AUFGABE
Gib aus dem Forumsthread zur Kapillarsperre alles von „ich habe mal“ bis hinunter zu „es machen könnte?“ wortgetreu zurück.
++++ TEXTAUSZUG ++++
# Kapillarsperre und NG-Ufermatte



## Teichforum.info (27. Apr. 2004)

Hallo,

ich habe mal ne Frage an die Profis.

Ich verwende die Ufermatte von Naturagart und habe diese wie in der Bauanleitung beschrieben über den Uferwall gezogen und dann in die Kapillarsperre. Da ich keine Sumpfzone rund um den Teich haben will, möchte ich den Dochteffekt der Ufermatte gerne unterbinden, d.h. der Saugsperregraben soll nicht voll Wasser laufen, da das Wasser dort verdunstet und die Matte ständig Wasser zieht.

Meine 1. Idee war den den Saugsperregraben zur Hälfte mit Magerbeton zu füllen. Zur Zeit sind dort nur Steine und Kies. Die Folie steht steht am Ende senkrecht nach oben und schaut ca. 2-3 cm heraus. Hat jemand eine andere Idee, wie man es machen könnte?

Viele Grüße
Jürgen


----------



## Teichforum.info (27. Apr. 2004)

also die matte wird immer wasser ziehen. wegen dem verdunsten würde ich mir keine sorgen machen. nur wenn du deinen graben mit beton füllst erreichst du doch garnix. das wasser wird trotzden noch reingezogen, es sei denn du füllst es bis zur höhe deinen uferwalls. was du machen kannst ist die folie mit der matte zusammen richtung uferwall hoch ziehen dann würde nur minimal wasser dort hineingezogen und du hättest müsstest nicht diesen breiten garben um deinen teich zu ziehen......


----------



## Teichforum.info (27. Apr. 2004)

*Saugwirkung der Matte verhindern*

Um mein Problem zu verdeutlichen. Der Wasserverlust ist seit Einbau der Ufermatte für meine Begriffe zu hoch. Die Kapillarsperre scheint zu funktionieren, da die Erde hinter der senkrechten Folie trocken ist. Außer ich habe noch eine Stelle übersehen. Ich werde weitersuchen. Aber langsam verzweifele ich. Um den Wasserverlust in meinem Teich bildlich zu machen. Nach einer Nachfüllung des Teiches ist der Wasserstand nach einem Tag um ca. 3 cm gesunken und nach weiteren 2 Tagen um weitere 2-3 cm.  Verdunstung allein kann das nicht sein, oder? Mein Verdacht ist, daß die Ufermatte meinen Teich irgendwie leersaugt. Hat jemand ähnliche Erfahrungen gemacht und eine Lösung gefunden? Wie kann ich die Saugwirkung der Matte unterbinden?

Bitte helft mir.
++++ BEREITGESTELLTES MATERIAL ++++
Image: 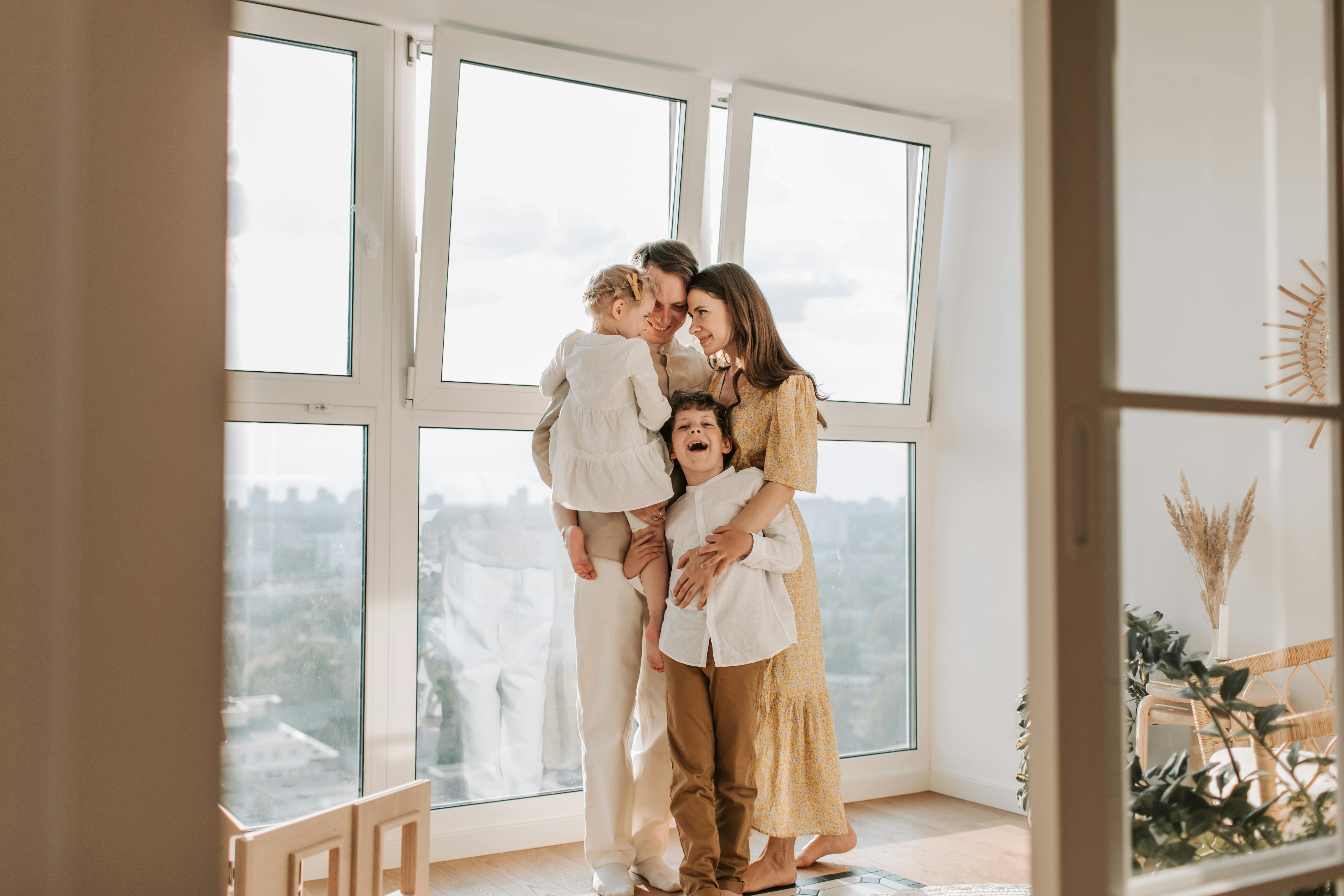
++++
AUSGABE
ich habe mal ne Frage an die Profis.

Ich verwende die Ufermatte von Naturagart und habe diese wie in der Bauanleitung beschrieben über den Uferwall gezogen und dann in die Kapillarsperre. Da ich keine Sumpfzone rund um den Teich haben will, möchte ich den Dochteffekt der Ufermatte gerne unterbinden, d.h. der Saugsperregraben soll nicht voll Wasser laufen, da das Wasser dort verdunstet und die Matte ständig Wasser zieht.

Meine 1. Idee war den den Saugsperregraben zur Hälfte mit Magerbeton zu füllen. Zur Zeit sind dort nur Steine und Kies. Die Folie steht steht am Ende senkrecht nach oben und schaut ca. 2-3 cm heraus. Hat jemand eine andere Idee, wie man es machen könnte?